Corner Stitch: A letter to new vascular interns

Kirthi Bellamkonda

Every intern starting vascular surgery this year is incredibly talented, and soon to be a member of a tight-knit, supportive, and fiercely passionate group of surgeons. I remember being on the cusp of my first day a year ago, having spent the interview season talking the talk, yet wondering whether I could walk the walk. In surgery there is really no “trial run” to internship—most sub-internships are focused on operating room (OR) time and interviews on non-clinical achievements, so I’m hoping to pass on some of the lessons I learned this year.

There will be many false alarm pages. Don’t let complacency creep in. We like to find patterns in everything. After seeing five pages about postoperative pain in five different patients, all benign, it’s natural to assume the same on the sixth. That is when you will miss a graft thrombosis, a compartment syndrome, a hematoma, or an infection. The pager will “cry wolf” most of the time, but the safest intern always assumes the wolf is really there and acts accordingly.

Know how (and where) everyone on your team does their job

There are many things in your day-to-day that happen in the background of your awareness—but if you are responsible for making sure it gets done, then you should also know how to do it. I have had to program an intravenous (IV) pump, dig through central supply for an obscure dressing, and sign for unlabeled specimens in the lab building. Pay attention, not just to what other physicians do, but what the support staff do. Ask your techs to show you how to work the ultrasounds. Ask the critical care nurses to show you how to pass meds in a code. Ask physical therapy how to safely mobilize a patient. Know how to spike an IV. Drive a bed with someone from transport. And when you have a few spare minutes, find dialysis, magnetic resonance imaging (MRI), computed tomography (CT), hyperbaric, pathology, pharmacy, central stores, instrument reprocessing—you should be able to find your patients and your tools at any point in the day.

Experience and knowledge are not interchangeable

Being present and caring for patients is a critical part of training, but that alone will not get you to the level of knowledge needed. As hard as it is, carve out time to read Rutherford and do Vascular Education and Self-Assessment Program (VESAP) questions, even intern year.

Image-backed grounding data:
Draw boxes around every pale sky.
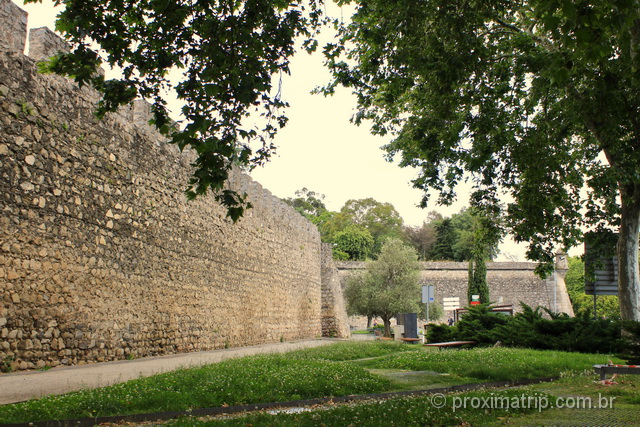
[13,0,525,261]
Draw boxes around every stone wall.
[321,243,351,338]
[336,257,573,326]
[0,0,350,369]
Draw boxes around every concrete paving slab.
[0,338,342,405]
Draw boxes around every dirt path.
[0,338,341,405]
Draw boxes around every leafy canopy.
[324,0,640,274]
[345,239,420,336]
[31,0,322,220]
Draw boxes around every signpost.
[422,285,436,323]
[442,297,460,311]
[584,233,618,318]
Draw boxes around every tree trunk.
[382,316,391,338]
[617,184,640,321]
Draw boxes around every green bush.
[621,321,640,365]
[427,304,628,358]
[427,324,458,342]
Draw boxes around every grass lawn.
[0,341,640,426]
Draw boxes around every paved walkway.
[0,338,341,405]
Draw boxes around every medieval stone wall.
[336,257,573,326]
[321,243,351,338]
[0,0,350,369]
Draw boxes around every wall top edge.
[335,261,538,271]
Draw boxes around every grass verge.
[0,355,390,423]
[0,342,624,425]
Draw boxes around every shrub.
[427,304,624,354]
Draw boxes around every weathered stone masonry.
[0,0,345,369]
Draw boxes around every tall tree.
[33,0,322,220]
[282,187,327,220]
[340,198,403,255]
[325,0,640,320]
[345,239,420,336]
[333,225,374,261]
[403,222,436,261]
[467,251,490,304]
[431,218,456,261]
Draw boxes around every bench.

**EXERCISE DIRECTIONS**
Continue the letter to new vascular interns, starting right after its final sentence.

**OUTPUT OF THE TASK**
Efficiency comes from observing efficient colleagues often

Everyone in medicine develops a system for looking through a chart and managing workflow, and it’s easy to become attached to the first thing your first senior shows you in your first block. I would encourage you to keep watching co-interns and seniors do “basic” things, even after you know how to do all the usual intern tasks. There will always be someone who has found a new shortcut or an automation. My personal efficiency tips: Medical issues should always be addressed face-to-face with patients, but the operator can always help you call an inpatient for quick questions about rides home or pharmacies to save time. If you have access to a mobile app/orders for your electronic medical record (EMR), use it. I always knock out—at least—one task while walking somewhere. It also sends me push notifications for all important lab results. Organize your EMR tabs to chart round in the fewest clicks. Most modern EMRs have huge amounts of personalization options.

You are never truly alone

In the clinical world, being on call without an in-house senior can seem lonely. But most life-threatening overnight inpatient issues are medical in nature, and you will have in-house critical care and senior medicine trainees. Although not part of their job, our in-house trauma, cardiology and anesthesia trainees have reinforced that they would always help an intern finding themselves all alone in an emergent situation, no questions asked. It is always better to call for help than to demonstrate your independence at the expense of safety.

And finally, a few practical points: Always hold pressure for longer than you think you need to after a groin puncture; take the United States Medical Licensing Examination (USMLE) Step 3 before you forget how to read a fetal heart tracing. Intensive care unit (ICU) is a good time, and buy the best own-specialty private disability insurance you can afford.

The learning curve is steep, but your knowledge this year will grow exponentially without you even realizing it. Don’t forget to step back and take time for yourself on days off and acknowledge all the hard work you have done. Good luck!

Kirthi Bellamkonda, MD, is a PGY-2 vascular surgery resident at Dartmouth-Hitchcock Medical Center in Lebanon, New Hampshire.